Output all of the data below verbatim, keeping every line unchanged and in its original order.

▸ Dataset records:
******************************

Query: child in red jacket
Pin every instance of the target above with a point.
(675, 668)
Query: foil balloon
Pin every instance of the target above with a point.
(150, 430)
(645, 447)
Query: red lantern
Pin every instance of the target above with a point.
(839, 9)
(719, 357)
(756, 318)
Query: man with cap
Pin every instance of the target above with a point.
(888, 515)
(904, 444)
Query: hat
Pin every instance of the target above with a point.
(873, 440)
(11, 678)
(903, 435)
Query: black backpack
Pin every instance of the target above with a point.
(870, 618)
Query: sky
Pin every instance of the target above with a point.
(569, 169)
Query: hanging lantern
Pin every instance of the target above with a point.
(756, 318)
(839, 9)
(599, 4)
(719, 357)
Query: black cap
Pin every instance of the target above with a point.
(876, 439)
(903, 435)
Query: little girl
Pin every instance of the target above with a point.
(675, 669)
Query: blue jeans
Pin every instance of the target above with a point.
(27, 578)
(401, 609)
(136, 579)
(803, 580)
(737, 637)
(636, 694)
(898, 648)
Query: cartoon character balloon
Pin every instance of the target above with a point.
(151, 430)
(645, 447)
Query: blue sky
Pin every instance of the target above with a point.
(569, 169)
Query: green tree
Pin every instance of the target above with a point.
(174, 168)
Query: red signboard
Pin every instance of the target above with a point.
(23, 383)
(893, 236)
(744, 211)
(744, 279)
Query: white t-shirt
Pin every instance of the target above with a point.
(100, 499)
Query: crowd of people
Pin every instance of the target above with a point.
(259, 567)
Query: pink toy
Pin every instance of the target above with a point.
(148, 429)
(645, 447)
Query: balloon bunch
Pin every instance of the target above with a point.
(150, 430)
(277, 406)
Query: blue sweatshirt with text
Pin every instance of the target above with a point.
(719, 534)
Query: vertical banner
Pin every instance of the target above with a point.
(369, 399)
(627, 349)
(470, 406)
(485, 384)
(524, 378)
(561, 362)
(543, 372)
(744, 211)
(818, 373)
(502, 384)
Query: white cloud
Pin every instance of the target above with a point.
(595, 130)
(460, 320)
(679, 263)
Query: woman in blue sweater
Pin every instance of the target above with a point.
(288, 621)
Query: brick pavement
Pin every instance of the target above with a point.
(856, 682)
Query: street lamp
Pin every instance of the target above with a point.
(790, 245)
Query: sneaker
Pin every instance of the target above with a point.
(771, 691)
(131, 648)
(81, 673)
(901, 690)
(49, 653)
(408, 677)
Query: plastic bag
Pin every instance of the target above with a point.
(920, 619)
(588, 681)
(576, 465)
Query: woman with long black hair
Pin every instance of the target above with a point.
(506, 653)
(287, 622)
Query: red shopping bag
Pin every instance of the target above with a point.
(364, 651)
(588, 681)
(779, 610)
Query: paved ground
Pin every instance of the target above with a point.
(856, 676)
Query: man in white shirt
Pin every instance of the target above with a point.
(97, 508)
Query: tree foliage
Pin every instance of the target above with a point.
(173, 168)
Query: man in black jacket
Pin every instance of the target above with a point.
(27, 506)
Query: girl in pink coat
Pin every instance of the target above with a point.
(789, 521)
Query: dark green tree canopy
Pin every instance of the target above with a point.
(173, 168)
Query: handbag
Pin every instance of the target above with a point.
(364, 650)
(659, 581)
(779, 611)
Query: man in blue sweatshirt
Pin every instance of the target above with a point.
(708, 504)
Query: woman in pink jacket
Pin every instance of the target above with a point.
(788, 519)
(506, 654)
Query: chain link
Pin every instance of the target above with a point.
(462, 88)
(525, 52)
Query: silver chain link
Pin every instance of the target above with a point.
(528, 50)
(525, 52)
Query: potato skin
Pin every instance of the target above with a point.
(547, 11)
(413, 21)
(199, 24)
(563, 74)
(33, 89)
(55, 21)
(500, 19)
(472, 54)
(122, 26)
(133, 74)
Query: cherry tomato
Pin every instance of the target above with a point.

******************************

▸ Written answer:
Query: child in red jacket
Pin every instance of the target above with a point.
(675, 668)
Query: foil balloon
Pin every instance of the target above with a point.
(150, 430)
(645, 447)
Query: red lantern
Pin every instance of the target above with a point.
(839, 9)
(719, 357)
(756, 318)
Query: man with cap
Pin every instance of the target above with a point.
(888, 515)
(904, 444)
Query: hat
Pin every instance of the target above with a point.
(873, 440)
(11, 678)
(903, 435)
Query: black backpack
Pin every instance of the target above with a point.
(870, 618)
Query: sky
Pin every instance of the target above with a point.
(569, 169)
Query: hanging lantern
Pin every instance of the target above with a point.
(756, 318)
(839, 9)
(599, 4)
(719, 357)
Query: black cap
Pin every instance of the target above with a point.
(876, 439)
(903, 435)
Query: little girl
Pin every instance of the target above with a point.
(675, 669)
Query: blue jeans
Pin every instance of the target above with a point.
(27, 578)
(401, 609)
(136, 579)
(803, 580)
(737, 637)
(636, 694)
(898, 648)
Query: cartoon character balloon
Pin every instance of the target above with a point.
(151, 430)
(645, 447)
Query: blue sky
Pin every instance of the target above with a point.
(569, 169)
Query: green tree
Pin every instance of the target above with a point.
(174, 168)
Query: red signboard
Pin every instance of the target above with a point.
(23, 383)
(893, 236)
(744, 211)
(744, 279)
Query: white t-shirt
Pin every instance of the target above with a point.
(100, 499)
Query: crowd of people
Pin every instance of the target above with a point.
(259, 567)
Query: pink toy
Pin every instance of the target above with a point.
(148, 429)
(645, 447)
Query: balloon bunch
Pin every instance of the target above with a point.
(150, 430)
(277, 406)
Query: blue sweatshirt with text
Pin every instance of the target above with a point.
(719, 534)
Query: vertical banner
Pin every instance of the target above with a point.
(369, 399)
(627, 349)
(470, 406)
(485, 384)
(524, 378)
(561, 362)
(543, 372)
(744, 211)
(818, 373)
(502, 384)
Query: white cloud
Pin every instance of the target above with a point.
(595, 130)
(460, 320)
(679, 263)
Query: woman in blue sweater
Pin every instance of the target above with a point.
(288, 621)
Query: brick pavement
Pin every instance of the target above with a point.
(856, 682)
Query: street lamp
Pin every instance of the target above with a point.
(790, 245)
Query: sneaker
Pin every instance of the target above with a point.
(771, 691)
(131, 648)
(81, 673)
(901, 690)
(49, 653)
(408, 677)
Query: plastic bag
Pin every instance of the target above with a point.
(920, 619)
(588, 681)
(576, 465)
Query: woman with long black hair
Pin every instance of the target above with a point.
(506, 653)
(287, 622)
Query: red shopping bag
Pin every instance of the target above with a point.
(364, 651)
(588, 681)
(779, 610)
Query: paved ground
Pin every instance of the target above with a point.
(856, 676)
Query: man in white shirt
Pin every instance of the target above with a point.
(97, 508)
Query: tree foliage
Pin every instance of the target above with a point.
(173, 168)
Query: man in black jacket
Pin every instance of the target above with a point.
(27, 506)
Query: girl in pink coat
Pin every instance of the target above with a point.
(789, 521)
Query: dark green tree canopy
Pin every instance of the target above with a point.
(173, 168)
Query: handbag
Pin every instance of the target above with a point.
(364, 650)
(659, 581)
(779, 611)
Query: man in blue sweatshirt
Pin every instance of the target above with a point.
(708, 504)
Query: woman in pink jacket
Pin every instance of the target above with a point.
(788, 519)
(506, 654)
Query: chain link
Pin every instance of the target above with a point.
(462, 88)
(525, 52)
Query: silver chain link
Pin every instance of the target above with a point.
(528, 50)
(525, 52)
Query: potato skin
Pin every instance of the target above with a point.
(547, 11)
(413, 21)
(199, 24)
(563, 74)
(33, 89)
(55, 21)
(500, 19)
(472, 54)
(122, 26)
(133, 74)
Query: cherry tomato
Pin every instance of the target above with a point.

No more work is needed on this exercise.